Work task
With no addition or omission, return the entries below.

Record extracts

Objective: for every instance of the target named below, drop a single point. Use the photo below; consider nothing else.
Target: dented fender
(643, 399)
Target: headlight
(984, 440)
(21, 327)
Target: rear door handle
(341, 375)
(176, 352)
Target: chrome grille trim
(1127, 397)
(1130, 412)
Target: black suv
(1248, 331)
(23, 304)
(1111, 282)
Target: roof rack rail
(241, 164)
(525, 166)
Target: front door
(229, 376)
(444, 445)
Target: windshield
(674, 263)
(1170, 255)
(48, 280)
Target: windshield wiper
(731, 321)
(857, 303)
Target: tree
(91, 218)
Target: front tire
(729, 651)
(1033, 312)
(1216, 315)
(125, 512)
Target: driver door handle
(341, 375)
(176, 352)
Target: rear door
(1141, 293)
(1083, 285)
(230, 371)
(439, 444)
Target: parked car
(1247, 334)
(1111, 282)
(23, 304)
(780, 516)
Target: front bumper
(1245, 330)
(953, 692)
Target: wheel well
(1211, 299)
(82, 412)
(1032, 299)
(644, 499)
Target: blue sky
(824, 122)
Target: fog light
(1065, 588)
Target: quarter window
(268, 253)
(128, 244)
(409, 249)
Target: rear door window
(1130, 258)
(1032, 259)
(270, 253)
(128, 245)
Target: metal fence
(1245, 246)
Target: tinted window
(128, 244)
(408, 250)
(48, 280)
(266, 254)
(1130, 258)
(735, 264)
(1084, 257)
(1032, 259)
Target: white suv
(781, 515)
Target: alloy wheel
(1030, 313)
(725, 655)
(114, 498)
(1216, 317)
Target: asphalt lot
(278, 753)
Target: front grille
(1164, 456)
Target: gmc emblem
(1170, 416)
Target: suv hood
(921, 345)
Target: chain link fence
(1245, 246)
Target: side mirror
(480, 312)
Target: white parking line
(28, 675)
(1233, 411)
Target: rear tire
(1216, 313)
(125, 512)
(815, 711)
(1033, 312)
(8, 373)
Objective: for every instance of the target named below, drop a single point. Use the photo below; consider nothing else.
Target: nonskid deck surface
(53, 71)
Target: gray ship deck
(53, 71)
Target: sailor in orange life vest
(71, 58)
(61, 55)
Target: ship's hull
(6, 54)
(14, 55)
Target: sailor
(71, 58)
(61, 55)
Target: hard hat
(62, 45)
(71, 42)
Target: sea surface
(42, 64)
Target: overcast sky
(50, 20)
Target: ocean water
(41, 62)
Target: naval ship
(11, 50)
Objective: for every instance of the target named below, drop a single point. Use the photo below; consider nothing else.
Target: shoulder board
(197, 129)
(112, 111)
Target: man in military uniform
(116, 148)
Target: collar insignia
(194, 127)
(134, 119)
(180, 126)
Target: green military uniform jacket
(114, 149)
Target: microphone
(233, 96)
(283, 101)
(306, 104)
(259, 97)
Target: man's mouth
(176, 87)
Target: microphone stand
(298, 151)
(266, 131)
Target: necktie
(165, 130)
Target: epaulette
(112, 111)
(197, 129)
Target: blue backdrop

Solution for this problem
Objective: for every instance of the target named below, drop a single point. Use the photo below; consider nothing else.
Target: dented fender
(643, 399)
Target: headlight
(984, 440)
(21, 327)
Target: rear door handle
(341, 375)
(176, 352)
Target: chrome grille trim
(1127, 397)
(1130, 412)
Target: black suv
(1248, 331)
(23, 304)
(1111, 282)
Target: roof rack rail
(241, 164)
(525, 166)
Target: front door
(229, 376)
(444, 445)
Target: windshield
(674, 263)
(1170, 255)
(48, 280)
Target: windshield wiper
(731, 321)
(857, 303)
Target: tree
(91, 218)
Target: front tire
(729, 651)
(1033, 312)
(1216, 315)
(125, 512)
Target: driver door handle
(341, 375)
(176, 352)
Target: rear door
(1141, 293)
(1083, 285)
(230, 371)
(439, 444)
Target: parked car
(1247, 334)
(1111, 282)
(23, 304)
(780, 516)
Target: front bumper
(1245, 330)
(953, 692)
Target: wheel well
(1211, 299)
(82, 412)
(1032, 299)
(644, 499)
Target: blue sky
(824, 122)
Target: fog light
(1065, 588)
Target: quarter window
(268, 253)
(128, 244)
(409, 249)
Target: rear door window
(1130, 258)
(1032, 259)
(270, 253)
(128, 245)
Target: metal fence
(1245, 246)
Target: tinted window
(128, 244)
(408, 250)
(48, 280)
(266, 254)
(1130, 258)
(735, 264)
(1084, 257)
(1032, 259)
Target: white suv
(781, 515)
Target: alloy wheel
(1030, 313)
(725, 655)
(114, 498)
(1216, 317)
Target: asphalt lot
(278, 753)
Target: front grille
(1164, 456)
Target: gmc emblem
(1170, 416)
Target: suv hood
(921, 345)
Target: chain link fence
(1245, 246)
Target: side mirror
(480, 312)
Target: white parking line
(28, 675)
(1233, 411)
Target: rear tire
(1216, 313)
(125, 512)
(815, 711)
(1033, 312)
(8, 373)
Objective: for every instance of the target named below, drop a single point. Use the photo below; consider nothing else.
Target: nonskid deck surface
(53, 71)
Target: gray ship deck
(53, 71)
Target: sailor in orange life vest
(71, 58)
(61, 55)
Target: ship's hull
(6, 54)
(14, 55)
Target: sailor
(71, 58)
(61, 55)
Target: hard hat
(62, 45)
(71, 42)
Target: sea surface
(42, 64)
Target: overcast sky
(50, 20)
Target: ocean water
(41, 62)
Target: naval ship
(11, 50)
Objective: for every instance of the target named below, drop a single point. Use the photo below; consider nothing else.
Target: shoulder board
(197, 129)
(112, 111)
Target: man in military uniform
(116, 148)
Target: collar insignia
(194, 127)
(134, 119)
(180, 126)
Target: green military uniform jacket
(114, 149)
Target: microphone
(233, 96)
(283, 101)
(306, 104)
(259, 97)
Target: man's mouth
(176, 87)
Target: microphone stand
(298, 151)
(266, 131)
Target: necktie
(165, 130)
Target: epaulette
(112, 111)
(197, 129)
Target: blue backdrop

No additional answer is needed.